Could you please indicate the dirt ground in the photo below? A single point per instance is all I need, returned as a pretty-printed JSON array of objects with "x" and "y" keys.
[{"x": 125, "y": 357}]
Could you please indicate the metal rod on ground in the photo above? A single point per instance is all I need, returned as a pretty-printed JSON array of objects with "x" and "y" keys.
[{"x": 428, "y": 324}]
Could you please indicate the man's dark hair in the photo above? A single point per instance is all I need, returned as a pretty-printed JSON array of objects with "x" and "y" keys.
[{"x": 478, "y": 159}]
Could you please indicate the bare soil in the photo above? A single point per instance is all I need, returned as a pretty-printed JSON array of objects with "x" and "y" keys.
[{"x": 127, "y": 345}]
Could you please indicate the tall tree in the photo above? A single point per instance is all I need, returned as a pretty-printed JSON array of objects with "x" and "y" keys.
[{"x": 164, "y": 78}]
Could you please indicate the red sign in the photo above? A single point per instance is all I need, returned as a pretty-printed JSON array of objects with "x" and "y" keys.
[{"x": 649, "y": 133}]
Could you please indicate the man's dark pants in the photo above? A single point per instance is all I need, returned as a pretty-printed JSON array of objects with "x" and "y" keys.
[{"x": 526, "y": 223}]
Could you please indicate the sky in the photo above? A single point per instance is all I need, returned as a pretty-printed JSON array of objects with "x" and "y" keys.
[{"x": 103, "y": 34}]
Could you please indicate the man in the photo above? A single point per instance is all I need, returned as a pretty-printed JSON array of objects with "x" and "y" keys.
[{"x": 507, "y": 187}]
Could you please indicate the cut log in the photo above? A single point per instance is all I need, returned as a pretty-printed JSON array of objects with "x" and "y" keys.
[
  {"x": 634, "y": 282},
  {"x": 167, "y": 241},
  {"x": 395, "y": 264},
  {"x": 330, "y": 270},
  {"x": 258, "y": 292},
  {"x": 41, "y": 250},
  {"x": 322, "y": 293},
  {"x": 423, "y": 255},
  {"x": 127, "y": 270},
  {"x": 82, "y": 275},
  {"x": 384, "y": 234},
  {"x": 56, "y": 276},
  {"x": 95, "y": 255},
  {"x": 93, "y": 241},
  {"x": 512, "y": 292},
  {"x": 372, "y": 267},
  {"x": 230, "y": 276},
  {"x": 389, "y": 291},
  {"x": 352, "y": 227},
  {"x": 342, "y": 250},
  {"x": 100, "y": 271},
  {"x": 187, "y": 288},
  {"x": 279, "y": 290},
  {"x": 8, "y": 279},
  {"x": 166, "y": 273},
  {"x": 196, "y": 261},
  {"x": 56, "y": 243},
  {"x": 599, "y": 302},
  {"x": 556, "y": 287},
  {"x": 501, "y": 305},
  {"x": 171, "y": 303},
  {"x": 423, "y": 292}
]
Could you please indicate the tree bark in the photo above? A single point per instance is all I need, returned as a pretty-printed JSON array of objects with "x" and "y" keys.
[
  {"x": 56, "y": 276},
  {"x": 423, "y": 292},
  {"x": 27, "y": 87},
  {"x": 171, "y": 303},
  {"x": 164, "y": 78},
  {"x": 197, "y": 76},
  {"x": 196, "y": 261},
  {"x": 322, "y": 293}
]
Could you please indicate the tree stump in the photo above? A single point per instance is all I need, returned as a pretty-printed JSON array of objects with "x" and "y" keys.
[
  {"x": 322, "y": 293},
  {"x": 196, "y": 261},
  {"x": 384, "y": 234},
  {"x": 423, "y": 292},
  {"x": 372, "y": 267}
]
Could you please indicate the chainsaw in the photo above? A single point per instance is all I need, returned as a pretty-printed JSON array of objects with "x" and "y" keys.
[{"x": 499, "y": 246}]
- - - -
What you are asked to do ▸
Exactly as given, restate all the lines above.

Response for this exercise ▸
Could you please indicate the dirt ground in the photo below? A single point per instance is all I need, returned as a pretty-printed JSON array of objects with "x" and "y" keys.
[{"x": 125, "y": 357}]
Could you please indicate the metal rod on ground in the photo above? A single point per instance is all I need, returned as a pretty-printed JSON array of objects with "x" and "y" keys.
[{"x": 428, "y": 324}]
Could you please indicate the man's dark hair in the photo above? A single point per instance is all I need, returned as a pretty-printed JSON array of objects with "x" and "y" keys.
[{"x": 478, "y": 159}]
Could you please indicate the bare soil in the photo above? A single point per instance is all I need, returned as a pretty-printed JSON array of objects with "x" and "y" keys.
[{"x": 127, "y": 345}]
Could you please indicate the tall tree in the photo above? A single point per instance is all I need, returned as a pretty-printed JSON array of objects with "x" and "y" keys.
[{"x": 164, "y": 78}]
Could you please indicate the red sign in the photo above? A single point per instance is all I need, returned as a pretty-printed JSON array of objects with "x" and "y" keys.
[{"x": 649, "y": 133}]
Could you please indicate the man's dark pants in the photo above? A single point per instance is all I need, returned as a pretty-printed JSON array of objects with "x" and "y" keys.
[{"x": 526, "y": 223}]
Could you please indicate the sky in the photo above? A single point per instance is all I need, returned as a pretty-printed JSON array of objects with "x" and "y" keys.
[{"x": 103, "y": 34}]
Could you please indicate the man in the photo above? A single point per instance is all I need, returned as a pretty-printed JSON array of objects with "x" and "y" keys.
[{"x": 507, "y": 187}]
Could you please indicate the cut log in the photo above? A single point per instance is all I need, returned as a pretty-printed JSON array of objects with "x" and "y" keys.
[
  {"x": 634, "y": 282},
  {"x": 167, "y": 241},
  {"x": 395, "y": 264},
  {"x": 330, "y": 270},
  {"x": 258, "y": 292},
  {"x": 41, "y": 250},
  {"x": 322, "y": 293},
  {"x": 423, "y": 255},
  {"x": 127, "y": 270},
  {"x": 82, "y": 275},
  {"x": 384, "y": 234},
  {"x": 56, "y": 276},
  {"x": 95, "y": 255},
  {"x": 93, "y": 241},
  {"x": 512, "y": 292},
  {"x": 372, "y": 267},
  {"x": 230, "y": 276},
  {"x": 389, "y": 291},
  {"x": 352, "y": 227},
  {"x": 342, "y": 250},
  {"x": 100, "y": 271},
  {"x": 187, "y": 288},
  {"x": 279, "y": 290},
  {"x": 8, "y": 279},
  {"x": 166, "y": 273},
  {"x": 196, "y": 261},
  {"x": 56, "y": 243},
  {"x": 599, "y": 302},
  {"x": 556, "y": 287},
  {"x": 501, "y": 305},
  {"x": 171, "y": 303},
  {"x": 423, "y": 292}
]
Could you please indicate the tree bark in the photo above? A single point per instance is all I need, returned as a pretty-printed JSON array of objects with "x" and "y" keys.
[
  {"x": 56, "y": 276},
  {"x": 423, "y": 292},
  {"x": 27, "y": 87},
  {"x": 171, "y": 303},
  {"x": 164, "y": 78},
  {"x": 197, "y": 76},
  {"x": 196, "y": 261},
  {"x": 322, "y": 293}
]
Could you please indicate the tree stump in the photo above? A single point per instance is all I need, returned as a pretty-printed JSON array of objects with "x" and "y" keys.
[
  {"x": 322, "y": 293},
  {"x": 196, "y": 261},
  {"x": 384, "y": 234},
  {"x": 423, "y": 292},
  {"x": 372, "y": 267}
]
Could you please indicate the chainsaw in the photo above? A single point per instance is all I need, returned as a pretty-printed JSON array of objects with "x" and "y" keys.
[{"x": 499, "y": 246}]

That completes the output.